## [AIM]
Rewrite the records below, changing every "one point per instance" to "one point per object" and leaving everything else the same.

## [DATA]

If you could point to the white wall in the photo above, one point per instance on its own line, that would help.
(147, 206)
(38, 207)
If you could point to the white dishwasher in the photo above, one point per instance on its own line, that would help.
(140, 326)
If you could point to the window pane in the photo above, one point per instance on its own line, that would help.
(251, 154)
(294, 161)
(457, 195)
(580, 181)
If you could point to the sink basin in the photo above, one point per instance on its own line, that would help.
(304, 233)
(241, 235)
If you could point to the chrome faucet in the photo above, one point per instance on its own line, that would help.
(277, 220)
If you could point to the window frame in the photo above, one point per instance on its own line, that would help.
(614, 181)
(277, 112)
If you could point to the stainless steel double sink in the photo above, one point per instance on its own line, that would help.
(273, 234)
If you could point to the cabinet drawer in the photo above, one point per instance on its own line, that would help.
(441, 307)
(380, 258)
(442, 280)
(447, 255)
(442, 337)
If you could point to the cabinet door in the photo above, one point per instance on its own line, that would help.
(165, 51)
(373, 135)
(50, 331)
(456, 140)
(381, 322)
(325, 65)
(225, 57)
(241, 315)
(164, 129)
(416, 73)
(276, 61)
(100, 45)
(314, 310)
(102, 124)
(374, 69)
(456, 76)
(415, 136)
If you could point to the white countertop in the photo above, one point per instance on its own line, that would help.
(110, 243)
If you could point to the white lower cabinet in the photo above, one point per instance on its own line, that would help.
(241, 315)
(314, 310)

## [COMPLETE RESPONSE]
If you could point to the white wall in the photo above, one point per object on its own line, that would help.
(147, 206)
(38, 207)
If you could point to the white dishwasher in the photo above, one point per object on its own line, that would help.
(140, 326)
If you could point to the window pane in the photo above, one point per object on its own line, that would help.
(251, 154)
(294, 161)
(457, 195)
(580, 181)
If you could point to the sink basin in the photo above, one point per object on its own line, that would help.
(304, 233)
(241, 235)
If you could point to the chrome faucet in the photo above, one point per object on its own line, that would help.
(277, 220)
If you could point to the window frame in the photo above, one point per object on its own line, that would help.
(614, 181)
(277, 112)
If you could point to the stainless steel double sink in the photo above, one point per object on its own line, that would help.
(273, 234)
If you could point to the cabinet drawer in the photo above, one point per object on its own line, that would help.
(441, 307)
(380, 258)
(442, 280)
(447, 255)
(442, 337)
If you could point to the cabinet door in the photo above, one point per object on its own line, that would help.
(165, 51)
(373, 135)
(50, 331)
(456, 140)
(381, 322)
(325, 65)
(225, 57)
(241, 315)
(164, 129)
(416, 73)
(276, 61)
(100, 45)
(314, 310)
(102, 124)
(374, 69)
(456, 76)
(415, 136)
If you could point to the white countertop in the photo above, one point per object on its own line, that would help.
(110, 243)
If you could point to the white lower cabinet in the photo above, one point per object on its own line, that would help.
(241, 315)
(314, 310)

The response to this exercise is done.